* START *
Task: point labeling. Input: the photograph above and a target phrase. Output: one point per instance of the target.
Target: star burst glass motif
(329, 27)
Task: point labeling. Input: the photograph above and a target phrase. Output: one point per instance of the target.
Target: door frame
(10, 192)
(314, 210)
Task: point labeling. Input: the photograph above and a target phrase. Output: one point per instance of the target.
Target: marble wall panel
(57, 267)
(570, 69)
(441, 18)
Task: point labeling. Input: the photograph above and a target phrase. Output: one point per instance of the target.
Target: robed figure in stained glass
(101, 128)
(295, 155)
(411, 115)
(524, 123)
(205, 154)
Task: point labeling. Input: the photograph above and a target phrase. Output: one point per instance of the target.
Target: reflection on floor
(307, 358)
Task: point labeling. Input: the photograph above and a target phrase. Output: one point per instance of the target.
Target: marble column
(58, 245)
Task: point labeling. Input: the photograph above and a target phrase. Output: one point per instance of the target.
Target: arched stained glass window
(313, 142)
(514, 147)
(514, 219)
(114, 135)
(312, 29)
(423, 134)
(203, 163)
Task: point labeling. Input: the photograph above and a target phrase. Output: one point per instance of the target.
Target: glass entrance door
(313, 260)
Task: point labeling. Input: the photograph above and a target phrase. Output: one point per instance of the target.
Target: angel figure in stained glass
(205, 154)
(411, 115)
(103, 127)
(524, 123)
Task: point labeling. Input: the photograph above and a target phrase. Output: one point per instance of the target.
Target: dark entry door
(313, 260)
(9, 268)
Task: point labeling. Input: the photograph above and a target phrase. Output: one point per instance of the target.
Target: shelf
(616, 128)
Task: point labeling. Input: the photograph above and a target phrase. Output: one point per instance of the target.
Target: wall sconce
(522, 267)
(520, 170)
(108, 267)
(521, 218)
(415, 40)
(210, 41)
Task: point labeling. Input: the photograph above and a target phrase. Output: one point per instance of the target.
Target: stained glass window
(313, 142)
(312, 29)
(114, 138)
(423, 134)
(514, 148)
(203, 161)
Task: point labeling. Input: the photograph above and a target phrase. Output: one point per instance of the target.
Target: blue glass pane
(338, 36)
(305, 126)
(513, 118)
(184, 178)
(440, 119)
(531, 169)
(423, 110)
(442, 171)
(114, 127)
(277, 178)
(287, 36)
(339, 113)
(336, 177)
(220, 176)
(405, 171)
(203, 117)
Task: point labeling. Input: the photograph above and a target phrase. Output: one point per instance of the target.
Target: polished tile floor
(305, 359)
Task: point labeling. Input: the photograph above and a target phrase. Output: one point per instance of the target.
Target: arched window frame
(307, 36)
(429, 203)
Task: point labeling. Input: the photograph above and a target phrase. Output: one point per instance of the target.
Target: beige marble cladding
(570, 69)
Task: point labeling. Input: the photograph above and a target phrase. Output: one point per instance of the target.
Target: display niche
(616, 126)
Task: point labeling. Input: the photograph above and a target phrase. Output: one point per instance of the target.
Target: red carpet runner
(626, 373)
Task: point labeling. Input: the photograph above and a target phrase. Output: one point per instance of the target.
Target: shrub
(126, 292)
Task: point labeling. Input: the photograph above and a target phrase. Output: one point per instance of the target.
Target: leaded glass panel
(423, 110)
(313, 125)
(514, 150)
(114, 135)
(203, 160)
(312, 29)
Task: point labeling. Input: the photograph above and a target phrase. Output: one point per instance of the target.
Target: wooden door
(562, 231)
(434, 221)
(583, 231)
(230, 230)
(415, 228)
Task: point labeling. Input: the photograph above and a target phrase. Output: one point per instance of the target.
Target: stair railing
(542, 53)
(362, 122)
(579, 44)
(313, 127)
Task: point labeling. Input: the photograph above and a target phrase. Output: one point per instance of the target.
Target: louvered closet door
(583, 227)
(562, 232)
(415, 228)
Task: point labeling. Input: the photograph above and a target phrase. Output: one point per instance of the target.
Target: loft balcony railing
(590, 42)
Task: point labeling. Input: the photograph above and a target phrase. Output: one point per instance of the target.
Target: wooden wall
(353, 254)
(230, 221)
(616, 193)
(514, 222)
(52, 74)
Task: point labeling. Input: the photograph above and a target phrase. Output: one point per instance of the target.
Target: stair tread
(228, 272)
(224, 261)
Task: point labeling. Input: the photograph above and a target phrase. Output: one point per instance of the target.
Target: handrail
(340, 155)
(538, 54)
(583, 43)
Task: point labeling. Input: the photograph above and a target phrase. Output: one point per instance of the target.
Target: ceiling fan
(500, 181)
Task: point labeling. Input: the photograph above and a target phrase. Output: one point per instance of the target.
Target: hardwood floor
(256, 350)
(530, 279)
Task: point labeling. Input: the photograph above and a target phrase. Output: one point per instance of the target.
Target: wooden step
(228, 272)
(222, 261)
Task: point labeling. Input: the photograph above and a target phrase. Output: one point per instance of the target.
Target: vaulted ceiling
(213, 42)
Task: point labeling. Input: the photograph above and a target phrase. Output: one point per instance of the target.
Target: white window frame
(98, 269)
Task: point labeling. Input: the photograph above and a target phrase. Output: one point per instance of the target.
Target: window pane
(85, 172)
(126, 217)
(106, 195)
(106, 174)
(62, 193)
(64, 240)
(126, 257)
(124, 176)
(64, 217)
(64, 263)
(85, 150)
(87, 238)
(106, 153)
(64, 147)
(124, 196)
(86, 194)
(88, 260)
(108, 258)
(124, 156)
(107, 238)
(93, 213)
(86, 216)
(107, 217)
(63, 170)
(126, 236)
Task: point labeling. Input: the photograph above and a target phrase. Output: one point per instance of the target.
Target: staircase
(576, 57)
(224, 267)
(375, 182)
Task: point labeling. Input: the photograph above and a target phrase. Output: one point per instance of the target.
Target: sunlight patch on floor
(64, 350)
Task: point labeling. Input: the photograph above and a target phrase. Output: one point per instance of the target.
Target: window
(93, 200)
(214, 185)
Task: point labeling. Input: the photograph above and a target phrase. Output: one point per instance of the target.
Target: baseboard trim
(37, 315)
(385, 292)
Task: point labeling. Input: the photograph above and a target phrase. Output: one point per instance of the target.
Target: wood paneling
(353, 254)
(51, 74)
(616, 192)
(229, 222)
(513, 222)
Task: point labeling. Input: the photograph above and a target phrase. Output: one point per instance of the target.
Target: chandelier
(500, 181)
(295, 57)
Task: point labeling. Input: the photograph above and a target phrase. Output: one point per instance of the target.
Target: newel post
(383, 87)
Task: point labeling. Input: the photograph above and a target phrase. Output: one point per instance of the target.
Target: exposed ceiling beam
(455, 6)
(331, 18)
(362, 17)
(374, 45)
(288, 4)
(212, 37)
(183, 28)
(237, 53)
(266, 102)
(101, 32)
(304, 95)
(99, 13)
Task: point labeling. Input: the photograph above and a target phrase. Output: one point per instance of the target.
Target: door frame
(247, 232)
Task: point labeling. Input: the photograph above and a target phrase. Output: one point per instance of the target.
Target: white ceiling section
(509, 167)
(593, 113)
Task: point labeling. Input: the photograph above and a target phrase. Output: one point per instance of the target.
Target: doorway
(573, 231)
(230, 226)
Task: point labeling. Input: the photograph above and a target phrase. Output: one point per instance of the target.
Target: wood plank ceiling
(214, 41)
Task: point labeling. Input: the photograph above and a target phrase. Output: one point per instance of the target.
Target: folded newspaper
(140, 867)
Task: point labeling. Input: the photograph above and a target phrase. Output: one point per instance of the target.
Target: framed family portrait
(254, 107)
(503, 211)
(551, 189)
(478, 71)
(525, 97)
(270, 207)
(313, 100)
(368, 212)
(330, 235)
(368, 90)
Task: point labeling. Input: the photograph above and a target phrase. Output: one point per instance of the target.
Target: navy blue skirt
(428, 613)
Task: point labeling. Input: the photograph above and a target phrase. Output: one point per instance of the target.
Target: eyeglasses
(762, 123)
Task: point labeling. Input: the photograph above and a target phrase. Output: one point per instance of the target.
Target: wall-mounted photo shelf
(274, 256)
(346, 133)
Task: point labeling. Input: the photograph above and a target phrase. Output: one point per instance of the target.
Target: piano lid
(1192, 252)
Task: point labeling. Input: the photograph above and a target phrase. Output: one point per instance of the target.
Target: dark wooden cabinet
* END *
> [Work required] Find every line above that contains the string "wall" and copy each one in full.

> [Right answer]
Target: marble wall panel
Target: wall sconce
Target: wooden wall
Target: wall-mounted photo shelf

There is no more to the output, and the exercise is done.